▶ The exercise
Transcribe all the entries word for word, skipping the pictures.

━━━ Exercise input

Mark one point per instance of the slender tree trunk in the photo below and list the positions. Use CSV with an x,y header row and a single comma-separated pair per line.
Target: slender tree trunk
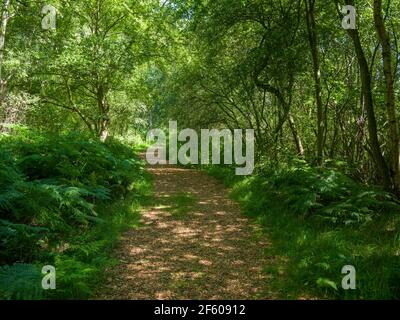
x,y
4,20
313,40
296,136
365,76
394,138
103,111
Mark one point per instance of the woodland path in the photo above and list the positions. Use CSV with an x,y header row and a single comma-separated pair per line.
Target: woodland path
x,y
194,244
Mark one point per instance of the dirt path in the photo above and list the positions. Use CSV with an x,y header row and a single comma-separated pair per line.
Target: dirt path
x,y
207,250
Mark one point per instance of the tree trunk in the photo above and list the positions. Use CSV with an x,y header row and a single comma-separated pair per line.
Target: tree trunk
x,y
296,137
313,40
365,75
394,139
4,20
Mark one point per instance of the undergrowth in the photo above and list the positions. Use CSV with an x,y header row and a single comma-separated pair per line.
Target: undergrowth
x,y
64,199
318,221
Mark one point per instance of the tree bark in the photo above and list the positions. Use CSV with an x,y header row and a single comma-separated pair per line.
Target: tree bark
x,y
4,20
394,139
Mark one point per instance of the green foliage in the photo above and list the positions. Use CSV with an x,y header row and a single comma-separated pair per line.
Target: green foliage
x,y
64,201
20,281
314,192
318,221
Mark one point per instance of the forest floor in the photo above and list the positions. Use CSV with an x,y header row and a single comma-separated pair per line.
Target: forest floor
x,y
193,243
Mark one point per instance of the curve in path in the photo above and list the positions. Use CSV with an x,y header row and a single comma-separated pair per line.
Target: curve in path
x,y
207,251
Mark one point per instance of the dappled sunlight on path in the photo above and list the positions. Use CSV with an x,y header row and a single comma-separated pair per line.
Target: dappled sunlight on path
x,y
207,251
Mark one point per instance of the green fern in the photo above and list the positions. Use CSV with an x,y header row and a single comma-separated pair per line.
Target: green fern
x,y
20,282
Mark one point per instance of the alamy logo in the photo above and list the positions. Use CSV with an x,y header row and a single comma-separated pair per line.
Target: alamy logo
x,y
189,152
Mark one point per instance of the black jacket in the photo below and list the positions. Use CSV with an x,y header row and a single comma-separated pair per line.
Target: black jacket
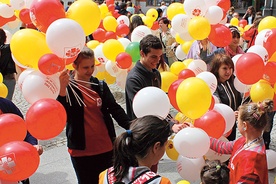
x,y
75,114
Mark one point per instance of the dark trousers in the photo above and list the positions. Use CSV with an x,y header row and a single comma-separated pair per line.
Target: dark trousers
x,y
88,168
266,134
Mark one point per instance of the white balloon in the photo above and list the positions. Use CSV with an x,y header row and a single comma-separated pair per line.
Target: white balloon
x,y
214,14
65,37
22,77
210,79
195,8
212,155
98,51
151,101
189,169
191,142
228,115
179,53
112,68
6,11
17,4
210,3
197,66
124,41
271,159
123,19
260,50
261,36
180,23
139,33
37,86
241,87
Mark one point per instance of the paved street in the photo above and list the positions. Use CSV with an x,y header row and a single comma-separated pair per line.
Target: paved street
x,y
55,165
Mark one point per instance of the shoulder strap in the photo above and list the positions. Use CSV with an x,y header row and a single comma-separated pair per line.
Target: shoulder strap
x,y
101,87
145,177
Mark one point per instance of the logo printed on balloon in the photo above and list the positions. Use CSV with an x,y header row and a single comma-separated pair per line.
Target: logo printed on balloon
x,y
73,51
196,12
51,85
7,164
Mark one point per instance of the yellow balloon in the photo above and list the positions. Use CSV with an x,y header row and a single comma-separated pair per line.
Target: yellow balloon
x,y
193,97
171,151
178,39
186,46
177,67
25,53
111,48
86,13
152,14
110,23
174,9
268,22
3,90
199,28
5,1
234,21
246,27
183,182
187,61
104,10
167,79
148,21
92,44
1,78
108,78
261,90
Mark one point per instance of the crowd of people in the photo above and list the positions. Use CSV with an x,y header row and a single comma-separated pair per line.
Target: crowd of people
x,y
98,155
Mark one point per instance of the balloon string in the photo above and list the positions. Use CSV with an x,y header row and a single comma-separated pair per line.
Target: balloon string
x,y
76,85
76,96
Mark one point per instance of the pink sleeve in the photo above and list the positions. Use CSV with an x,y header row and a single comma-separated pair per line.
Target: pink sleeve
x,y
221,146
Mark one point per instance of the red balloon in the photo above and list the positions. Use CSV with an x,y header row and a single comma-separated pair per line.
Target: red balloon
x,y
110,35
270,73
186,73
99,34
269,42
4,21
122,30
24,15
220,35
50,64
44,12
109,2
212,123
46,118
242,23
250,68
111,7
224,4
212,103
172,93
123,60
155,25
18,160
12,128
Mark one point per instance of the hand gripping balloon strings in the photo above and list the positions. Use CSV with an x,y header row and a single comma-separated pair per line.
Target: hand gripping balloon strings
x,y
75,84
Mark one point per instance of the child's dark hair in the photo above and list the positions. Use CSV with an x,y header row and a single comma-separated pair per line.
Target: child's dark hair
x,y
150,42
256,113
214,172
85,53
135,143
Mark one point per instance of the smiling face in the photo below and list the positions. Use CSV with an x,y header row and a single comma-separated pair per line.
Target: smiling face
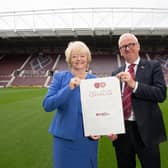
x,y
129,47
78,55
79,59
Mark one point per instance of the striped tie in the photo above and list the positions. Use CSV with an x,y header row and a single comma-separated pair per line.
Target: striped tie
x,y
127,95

━━━━━━

▶ Completed task
Mark one point per instance of the slender tree trunk in the photo below and list the positions. Use CSV with an x,y header row and a single comma-separated pair per line.
Target: slender tree trunk
x,y
4,20
313,40
296,136
365,76
394,138
103,111
Mark one point per instance of the woodland path in the photo above and list the positions. Use CSV with an x,y header row and a single comma-separated pair per line.
Target: woodland path
x,y
194,244
Mark one point per instance of the dirt path in the photo above and list the positions. Use CSV with an x,y header row and a single comma-separated pair per line.
Target: dirt path
x,y
207,250
Mark one point per instance of the tree trunk in the photo above and list the positions. Use CSV with an x,y header row and a single comma-separated pair per line.
Target: tree trunk
x,y
296,137
313,40
365,75
394,139
4,20
Mark one point per instance of the undergrowth in the photo above and list the positions. Use CSV with an x,y header row and a single comma-separated pair per line.
Target: undergrowth
x,y
64,199
318,221
Mark one point per instance of the tree bark in the photo above and list the positions. Use CSV with an x,y header row and a single comma-separated pair per line.
Target: tree bark
x,y
4,20
394,139
Mark one point per instance of the green foliage in the photo above and list the positions. Use CSV with an x,y header row and a single comma-separated pair per line.
Target: green foliage
x,y
64,201
20,281
314,192
318,221
Mark one point per instance of the forest floor in the photo above and list the positions. Use CSV with an x,y header row and a single comma-separated pair per line.
Target: forest floor
x,y
193,243
Mark one point per instance of the curve in path in the photo above and list the positions. Use CSV with an x,y header row and a single comma-separated pair per line.
Target: curve in path
x,y
207,251
Mark one point per instance of the dappled sunlight on path in the photo above and list the positions. Use CSV with an x,y header row and a single comma-separated pair per line.
Target: dappled sunlight on path
x,y
207,251
Mark one point per instance of the green fern in the photo above and list the positions. Use CSV with an x,y header row and a single comma-separated pair per line.
Target: green fern
x,y
20,282
Mark one point per instance of the alamy logo in the photo above and list the positions. Use CSV with an x,y header row and a single comma-separated pair per line.
Target: alamy logo
x,y
189,152
Mark one point per instance of the black jacket in the photo below and list the positions. Use CSV with an x,y header row and a single comma-separated pair per line.
Target: black jacket
x,y
75,114
Mark one point per instance of the dark trousers in the photo above and list the positions. Use CSV with an x,y header row and a single comma-separated pair per line.
Target: dark trousers
x,y
88,168
266,134
Mark one point per instance of the white balloon in the photo above and list the positions. Use CSV with an x,y header row and a single comma-separated pair per line.
Target: white balloon
x,y
214,14
65,37
22,77
210,79
195,8
212,155
98,51
151,101
189,169
191,142
228,115
179,53
112,68
6,11
17,4
210,3
197,66
124,41
271,159
123,19
260,50
261,36
180,23
139,33
37,86
241,87
Mark one point per instance of the paved street in the photo above and list the positions. Use CSV with an x,y header row and a single comma-separated pair per line.
Target: paved street
x,y
55,165
Mark one point per instance of the shoulder strap in the photo above and list the positions. Use CSV with an x,y header row and a single comma-separated pair per line.
Target: shoulder strap
x,y
101,87
145,177
Mark one point per instance of the logo printed on balloon in the photo above and list the positions. Use CSV with an x,y header row and a single comma-separated pair per line.
Target: logo printed on balloon
x,y
73,51
196,12
51,85
7,164
Mark one point per instance of the yellow balloon in the photo above and list the positions. Use CSV with an x,y header row and a single comma-separated pair per line.
Target: yellow balloon
x,y
193,97
171,151
178,39
186,46
177,67
25,53
111,48
86,13
152,14
110,23
174,9
268,22
3,90
199,28
5,1
234,21
246,27
183,182
187,61
104,10
167,79
148,21
92,44
1,78
108,78
261,90
Mark one point per instance of the crowd of people in the photo above and list the positions. Use CSV with an x,y header row and a single comma-separated pair per line.
Target: crowd of people
x,y
98,155
Mark one point per instance of the balloon string in the photo above and list the positions. Use CSV with an x,y header row and a single comma-separated pair per line.
Target: balloon string
x,y
76,85
76,96
Mark one point per instance of the pink sleeve in the photo above and list the positions. Use CSV with an x,y header row and a single comma-separated pair per line.
Target: pink sleeve
x,y
221,146
Mark one point per instance of the red balloon in the photo above and list the positions. Use CSV with an x,y header row and a single comma-separated pair per line.
Target: red balloon
x,y
110,35
270,73
186,73
99,34
269,42
4,21
122,30
24,15
220,35
50,64
44,12
109,2
212,123
46,118
242,23
250,68
111,7
224,4
212,103
172,93
123,60
155,25
18,160
12,128
Mark one point per instance of the hand gripping balloon strings in the photo above and list the positions. Use CSV with an x,y header row and a single comma-separated pair per line.
Target: hand gripping balloon strings
x,y
75,84
Mark one point per instance of the child's dark hair in the photo above and list the positions. Use CSV with an x,y header row and a single comma-separated pair per line.
Target: child's dark hair
x,y
150,42
256,113
214,172
85,53
135,143
Mark one point per instance of the smiling face in the photo below and list the positions. Use CSV with an x,y header row and a single comma-separated pair per line.
Target: smiling face
x,y
129,47
78,55
79,59
Mark one point per instance of the striped tie in the photo above and list the positions. Use CSV with an x,y header row and a single comma-separated pair per line.
Target: striped tie
x,y
127,95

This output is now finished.